→ DATA RECORDS
────────

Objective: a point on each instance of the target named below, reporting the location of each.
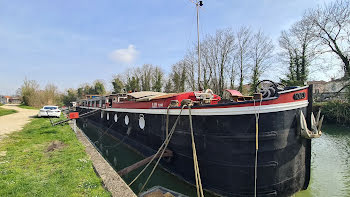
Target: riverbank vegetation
(231, 59)
(4, 112)
(42, 160)
(27, 107)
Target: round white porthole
(126, 119)
(142, 121)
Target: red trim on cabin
(164, 102)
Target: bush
(33, 96)
(334, 111)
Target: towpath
(15, 122)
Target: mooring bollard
(75, 125)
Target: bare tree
(298, 49)
(332, 28)
(261, 52)
(242, 53)
(217, 55)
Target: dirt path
(15, 122)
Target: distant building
(15, 100)
(90, 96)
(331, 90)
(9, 99)
(3, 100)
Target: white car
(49, 111)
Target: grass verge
(4, 112)
(27, 107)
(42, 160)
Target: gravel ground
(15, 122)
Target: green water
(330, 164)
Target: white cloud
(127, 55)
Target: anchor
(316, 124)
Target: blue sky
(68, 43)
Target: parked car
(49, 111)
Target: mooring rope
(161, 148)
(257, 116)
(195, 160)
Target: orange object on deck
(74, 115)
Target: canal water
(330, 165)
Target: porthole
(126, 119)
(115, 117)
(142, 121)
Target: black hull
(225, 148)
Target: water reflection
(330, 166)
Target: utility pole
(198, 5)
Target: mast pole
(198, 4)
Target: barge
(226, 133)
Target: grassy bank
(4, 112)
(42, 160)
(27, 107)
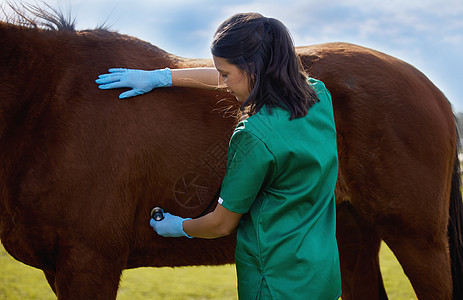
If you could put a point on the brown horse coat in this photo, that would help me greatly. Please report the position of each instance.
(80, 169)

────────

→ EXERCISE PROMPT
Copy out all of the data word for word. Do not carry over any picture.

→ COMPLETED TASK
Objective: a point on each instance of the target named below, reporting the location of each.
Target: riverbank vegetation
(231, 59)
(4, 112)
(42, 160)
(27, 107)
Target: round white porthole
(126, 119)
(142, 121)
Target: red trim on cabin
(164, 102)
Target: bush
(33, 96)
(334, 111)
Target: towpath
(15, 122)
Target: mooring bollard
(75, 125)
Target: bare tree
(298, 49)
(332, 28)
(261, 52)
(242, 53)
(217, 55)
Target: dirt path
(15, 122)
Target: distant building
(15, 100)
(90, 96)
(331, 90)
(9, 99)
(3, 100)
Target: white car
(49, 111)
Target: grass verge
(4, 112)
(27, 107)
(42, 160)
Target: gravel ground
(15, 122)
Target: green water
(330, 164)
Target: white cloud
(127, 55)
Target: anchor
(316, 124)
Target: blue sky
(68, 43)
Target: parked car
(49, 111)
Target: mooring rope
(161, 148)
(257, 116)
(195, 160)
Target: orange object on deck
(74, 115)
Target: canal water
(330, 165)
Target: porthole
(126, 119)
(115, 117)
(142, 121)
Target: black hull
(225, 148)
Target: water reflection
(330, 166)
Target: utility pole
(198, 5)
Target: mast pole
(198, 4)
Target: barge
(226, 133)
Target: grassy bank
(4, 112)
(42, 160)
(27, 107)
If you could put a point on the brown horse coat in this photo, that would help me greatly. Please report the position of each instance.
(80, 169)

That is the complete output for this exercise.